::: TEXTE SOURCE
La société Triangle 35 définit par ses écritures devant le tribunal judiciaire les agissements fautifs qu'elle reproche à Mme X comme étant doubles, «tout, d'abord elle a obtenu frauduleusement la levée de sa clause de non concurrence et elle a manqué à l'obligation de confidentialité et de loyauté qui lui a pourtant été rappelée à l'issue de son contrat de travail». Le débat portait essentiellement sur la validité de ces deux clauses, sur le fait que l'employeur n'aurait pas de manière éclairée renoncé à la première et que la seconde restait en tout état de cause en vigueur après le départ de la salariée.
La société Triangle 35 reproche à la société Adequat 223 d'avoir débauché Mme X et de s'être ainsi approprié les connaissances et informations acquises par celle-ci chez son ancien employeur et ce en violation des obligations du contrat de travail qui la liait à la société Triangle 35.
::::::
CONSIGNE ▸ Renvoie mot pour mot le passage du texte sur l'affaire Triangle 35 qui commence à « La société Triangle 35 définit » et se termine à « de la salariée. ».
::: LIGNES DE DONNÉES
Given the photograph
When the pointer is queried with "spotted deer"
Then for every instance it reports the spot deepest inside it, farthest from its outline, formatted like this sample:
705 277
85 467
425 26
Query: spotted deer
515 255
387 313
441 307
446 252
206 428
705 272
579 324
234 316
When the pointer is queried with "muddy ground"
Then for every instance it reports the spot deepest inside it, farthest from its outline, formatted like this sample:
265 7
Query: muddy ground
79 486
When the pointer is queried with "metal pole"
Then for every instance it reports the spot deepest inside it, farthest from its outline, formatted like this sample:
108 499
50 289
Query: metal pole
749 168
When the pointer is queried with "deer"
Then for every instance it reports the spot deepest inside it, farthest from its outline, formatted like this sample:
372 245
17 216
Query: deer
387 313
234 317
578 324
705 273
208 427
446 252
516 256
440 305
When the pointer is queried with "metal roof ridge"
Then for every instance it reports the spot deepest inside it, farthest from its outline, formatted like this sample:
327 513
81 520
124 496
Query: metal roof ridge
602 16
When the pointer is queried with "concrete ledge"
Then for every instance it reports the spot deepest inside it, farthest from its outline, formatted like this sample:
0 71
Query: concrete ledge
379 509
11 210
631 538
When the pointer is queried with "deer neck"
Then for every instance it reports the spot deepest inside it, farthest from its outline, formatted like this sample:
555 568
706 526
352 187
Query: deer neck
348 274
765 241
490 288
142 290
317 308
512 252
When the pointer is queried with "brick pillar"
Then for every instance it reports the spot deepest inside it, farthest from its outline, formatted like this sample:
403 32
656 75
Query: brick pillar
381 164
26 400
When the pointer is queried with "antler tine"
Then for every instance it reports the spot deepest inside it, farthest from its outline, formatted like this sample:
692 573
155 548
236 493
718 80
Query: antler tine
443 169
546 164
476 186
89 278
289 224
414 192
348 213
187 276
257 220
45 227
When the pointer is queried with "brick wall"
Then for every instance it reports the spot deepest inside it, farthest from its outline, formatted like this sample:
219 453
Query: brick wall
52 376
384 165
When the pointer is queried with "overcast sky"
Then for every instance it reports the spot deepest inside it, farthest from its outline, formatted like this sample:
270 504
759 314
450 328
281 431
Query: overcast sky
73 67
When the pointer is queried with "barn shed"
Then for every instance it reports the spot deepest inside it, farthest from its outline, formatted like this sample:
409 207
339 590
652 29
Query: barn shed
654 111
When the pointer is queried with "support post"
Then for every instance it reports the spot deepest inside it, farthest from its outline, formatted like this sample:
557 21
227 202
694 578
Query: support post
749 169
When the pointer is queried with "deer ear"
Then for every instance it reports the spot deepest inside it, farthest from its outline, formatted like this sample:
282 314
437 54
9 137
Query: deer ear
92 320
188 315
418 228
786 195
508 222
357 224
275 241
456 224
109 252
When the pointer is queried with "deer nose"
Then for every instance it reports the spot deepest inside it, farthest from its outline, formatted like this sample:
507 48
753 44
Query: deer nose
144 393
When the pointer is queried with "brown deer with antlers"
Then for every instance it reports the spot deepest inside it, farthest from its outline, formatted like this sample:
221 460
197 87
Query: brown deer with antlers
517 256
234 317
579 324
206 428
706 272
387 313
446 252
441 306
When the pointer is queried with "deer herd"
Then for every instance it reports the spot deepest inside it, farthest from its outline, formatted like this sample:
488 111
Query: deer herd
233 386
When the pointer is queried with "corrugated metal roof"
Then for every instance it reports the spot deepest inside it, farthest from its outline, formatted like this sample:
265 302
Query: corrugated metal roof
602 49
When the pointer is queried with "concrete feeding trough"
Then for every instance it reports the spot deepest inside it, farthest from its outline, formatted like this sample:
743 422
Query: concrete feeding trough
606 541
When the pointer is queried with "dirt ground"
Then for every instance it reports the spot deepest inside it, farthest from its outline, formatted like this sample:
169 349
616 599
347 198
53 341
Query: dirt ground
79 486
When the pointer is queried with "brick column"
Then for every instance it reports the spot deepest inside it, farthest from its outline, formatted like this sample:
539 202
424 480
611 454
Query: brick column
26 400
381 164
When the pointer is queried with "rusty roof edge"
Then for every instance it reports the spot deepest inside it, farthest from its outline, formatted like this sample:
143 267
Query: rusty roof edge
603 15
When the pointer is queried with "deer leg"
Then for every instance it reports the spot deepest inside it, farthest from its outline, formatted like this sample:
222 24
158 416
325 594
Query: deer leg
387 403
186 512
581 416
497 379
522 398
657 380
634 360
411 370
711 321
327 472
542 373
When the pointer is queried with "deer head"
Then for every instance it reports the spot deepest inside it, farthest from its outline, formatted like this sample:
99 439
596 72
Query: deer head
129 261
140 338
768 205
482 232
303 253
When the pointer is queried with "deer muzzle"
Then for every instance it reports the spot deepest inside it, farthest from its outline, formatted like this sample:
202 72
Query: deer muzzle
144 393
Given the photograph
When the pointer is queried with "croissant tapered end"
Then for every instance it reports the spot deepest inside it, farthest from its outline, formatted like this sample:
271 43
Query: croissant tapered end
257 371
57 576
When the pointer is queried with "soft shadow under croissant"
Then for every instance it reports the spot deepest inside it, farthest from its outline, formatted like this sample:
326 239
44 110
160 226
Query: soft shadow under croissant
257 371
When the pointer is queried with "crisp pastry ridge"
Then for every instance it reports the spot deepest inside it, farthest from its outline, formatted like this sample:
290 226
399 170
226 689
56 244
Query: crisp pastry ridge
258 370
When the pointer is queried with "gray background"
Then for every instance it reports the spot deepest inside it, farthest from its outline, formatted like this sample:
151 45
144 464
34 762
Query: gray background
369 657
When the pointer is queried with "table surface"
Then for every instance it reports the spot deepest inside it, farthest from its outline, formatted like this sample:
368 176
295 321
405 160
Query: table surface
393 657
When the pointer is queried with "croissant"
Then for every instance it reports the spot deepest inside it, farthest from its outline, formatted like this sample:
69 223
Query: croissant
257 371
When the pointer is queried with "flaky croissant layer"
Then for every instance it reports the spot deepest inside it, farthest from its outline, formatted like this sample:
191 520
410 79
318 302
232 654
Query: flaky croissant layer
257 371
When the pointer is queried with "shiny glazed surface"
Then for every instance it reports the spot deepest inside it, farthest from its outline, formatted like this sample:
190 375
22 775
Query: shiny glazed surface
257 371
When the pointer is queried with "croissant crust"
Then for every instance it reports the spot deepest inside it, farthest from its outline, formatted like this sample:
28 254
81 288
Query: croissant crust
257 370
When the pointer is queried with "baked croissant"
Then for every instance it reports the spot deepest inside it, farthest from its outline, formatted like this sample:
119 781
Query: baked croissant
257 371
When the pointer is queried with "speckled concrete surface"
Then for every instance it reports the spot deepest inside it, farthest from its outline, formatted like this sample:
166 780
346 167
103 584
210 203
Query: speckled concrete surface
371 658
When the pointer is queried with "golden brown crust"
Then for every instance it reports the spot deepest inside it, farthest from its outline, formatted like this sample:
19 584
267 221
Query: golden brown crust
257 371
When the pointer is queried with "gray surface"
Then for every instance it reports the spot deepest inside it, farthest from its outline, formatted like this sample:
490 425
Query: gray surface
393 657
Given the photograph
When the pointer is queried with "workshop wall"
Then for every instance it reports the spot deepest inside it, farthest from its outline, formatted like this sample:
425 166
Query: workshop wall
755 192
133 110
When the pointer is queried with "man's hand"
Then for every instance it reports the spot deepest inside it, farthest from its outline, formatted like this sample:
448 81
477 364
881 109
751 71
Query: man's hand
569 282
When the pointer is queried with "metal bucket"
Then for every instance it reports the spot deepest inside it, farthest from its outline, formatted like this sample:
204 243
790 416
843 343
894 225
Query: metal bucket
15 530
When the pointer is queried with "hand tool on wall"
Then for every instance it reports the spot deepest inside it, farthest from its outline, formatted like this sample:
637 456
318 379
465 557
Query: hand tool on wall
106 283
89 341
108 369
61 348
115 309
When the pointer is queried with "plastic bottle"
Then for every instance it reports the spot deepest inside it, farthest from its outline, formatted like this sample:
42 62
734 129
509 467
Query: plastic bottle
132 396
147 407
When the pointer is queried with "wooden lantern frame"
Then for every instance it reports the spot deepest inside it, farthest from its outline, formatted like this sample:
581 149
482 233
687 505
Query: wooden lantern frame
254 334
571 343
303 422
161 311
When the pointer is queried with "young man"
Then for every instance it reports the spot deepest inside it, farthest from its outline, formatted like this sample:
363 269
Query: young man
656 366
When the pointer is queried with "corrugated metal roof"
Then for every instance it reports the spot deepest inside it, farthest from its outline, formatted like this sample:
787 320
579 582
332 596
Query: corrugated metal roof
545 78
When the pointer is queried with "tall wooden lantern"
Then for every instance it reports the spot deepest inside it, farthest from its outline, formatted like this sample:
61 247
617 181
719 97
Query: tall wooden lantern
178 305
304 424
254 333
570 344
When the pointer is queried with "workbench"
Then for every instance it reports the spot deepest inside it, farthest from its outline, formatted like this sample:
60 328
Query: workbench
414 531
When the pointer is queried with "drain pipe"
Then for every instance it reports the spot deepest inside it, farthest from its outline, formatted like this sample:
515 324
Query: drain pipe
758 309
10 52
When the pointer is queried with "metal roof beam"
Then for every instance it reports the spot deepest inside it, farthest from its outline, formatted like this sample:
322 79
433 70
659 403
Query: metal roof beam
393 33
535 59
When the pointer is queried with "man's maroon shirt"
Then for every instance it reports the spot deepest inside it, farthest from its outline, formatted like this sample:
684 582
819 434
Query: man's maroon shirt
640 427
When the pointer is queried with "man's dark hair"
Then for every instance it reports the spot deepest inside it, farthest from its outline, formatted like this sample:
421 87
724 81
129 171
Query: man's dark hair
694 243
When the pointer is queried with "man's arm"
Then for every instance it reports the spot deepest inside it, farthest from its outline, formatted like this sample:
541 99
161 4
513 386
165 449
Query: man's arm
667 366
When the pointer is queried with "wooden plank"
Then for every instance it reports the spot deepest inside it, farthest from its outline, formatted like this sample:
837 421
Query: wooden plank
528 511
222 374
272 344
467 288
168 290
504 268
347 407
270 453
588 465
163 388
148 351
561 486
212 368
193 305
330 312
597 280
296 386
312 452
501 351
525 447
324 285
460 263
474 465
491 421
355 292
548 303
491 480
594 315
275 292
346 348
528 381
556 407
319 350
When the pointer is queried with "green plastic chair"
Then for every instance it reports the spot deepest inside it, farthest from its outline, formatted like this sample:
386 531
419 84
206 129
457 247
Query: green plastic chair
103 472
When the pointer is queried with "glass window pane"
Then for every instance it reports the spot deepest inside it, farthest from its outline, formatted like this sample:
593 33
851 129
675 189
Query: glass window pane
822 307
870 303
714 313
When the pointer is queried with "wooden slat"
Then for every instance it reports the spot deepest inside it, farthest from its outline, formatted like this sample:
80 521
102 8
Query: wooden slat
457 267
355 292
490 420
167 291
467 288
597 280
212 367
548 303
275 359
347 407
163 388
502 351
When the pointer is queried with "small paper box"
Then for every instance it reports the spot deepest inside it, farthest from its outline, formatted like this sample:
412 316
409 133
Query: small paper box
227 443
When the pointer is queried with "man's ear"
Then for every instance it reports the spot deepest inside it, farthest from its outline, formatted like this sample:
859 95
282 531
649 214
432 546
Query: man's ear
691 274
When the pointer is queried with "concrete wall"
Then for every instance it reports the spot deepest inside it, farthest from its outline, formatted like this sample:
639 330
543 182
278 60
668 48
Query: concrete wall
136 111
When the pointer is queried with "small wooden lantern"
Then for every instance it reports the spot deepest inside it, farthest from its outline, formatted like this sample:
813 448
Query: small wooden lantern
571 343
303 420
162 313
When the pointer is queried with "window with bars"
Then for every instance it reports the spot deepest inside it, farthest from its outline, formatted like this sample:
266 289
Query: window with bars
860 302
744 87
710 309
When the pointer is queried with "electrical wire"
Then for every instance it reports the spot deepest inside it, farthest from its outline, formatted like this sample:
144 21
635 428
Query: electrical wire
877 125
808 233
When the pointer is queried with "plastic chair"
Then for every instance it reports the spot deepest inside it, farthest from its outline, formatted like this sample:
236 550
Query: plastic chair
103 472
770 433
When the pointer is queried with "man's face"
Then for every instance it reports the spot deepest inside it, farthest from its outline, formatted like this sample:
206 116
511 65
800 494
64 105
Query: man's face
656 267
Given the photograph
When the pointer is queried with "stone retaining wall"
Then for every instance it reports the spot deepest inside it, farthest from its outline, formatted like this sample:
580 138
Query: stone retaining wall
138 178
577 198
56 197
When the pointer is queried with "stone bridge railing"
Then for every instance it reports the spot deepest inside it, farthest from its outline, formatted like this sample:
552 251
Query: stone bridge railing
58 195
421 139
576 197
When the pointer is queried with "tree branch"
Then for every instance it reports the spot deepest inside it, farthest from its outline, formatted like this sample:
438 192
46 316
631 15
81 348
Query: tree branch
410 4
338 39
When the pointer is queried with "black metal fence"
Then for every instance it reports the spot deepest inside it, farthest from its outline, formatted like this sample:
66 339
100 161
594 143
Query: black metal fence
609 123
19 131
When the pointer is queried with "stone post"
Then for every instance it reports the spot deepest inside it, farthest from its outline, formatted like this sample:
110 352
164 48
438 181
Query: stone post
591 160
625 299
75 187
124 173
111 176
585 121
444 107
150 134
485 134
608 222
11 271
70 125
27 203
::::::
RÉPONSE ▸
La société Triangle 35 définit par ses écritures devant le tribunal judiciaire les agissements fautifs qu'elle reproche à Mme X comme étant doubles, «tout, d'abord elle a obtenu frauduleusement la levée de sa clause de non concurrence et elle a manqué à l'obligation de confidentialité et de loyauté qui lui a pourtant été rappelée à l'issue de son contrat de travail». Le débat portait essentiellement sur la validité de ces deux clauses, sur le fait que l'employeur n'aurait pas de manière éclairée renoncé à la première et que la seconde restait en tout état de cause en vigueur après le départ de la salariée.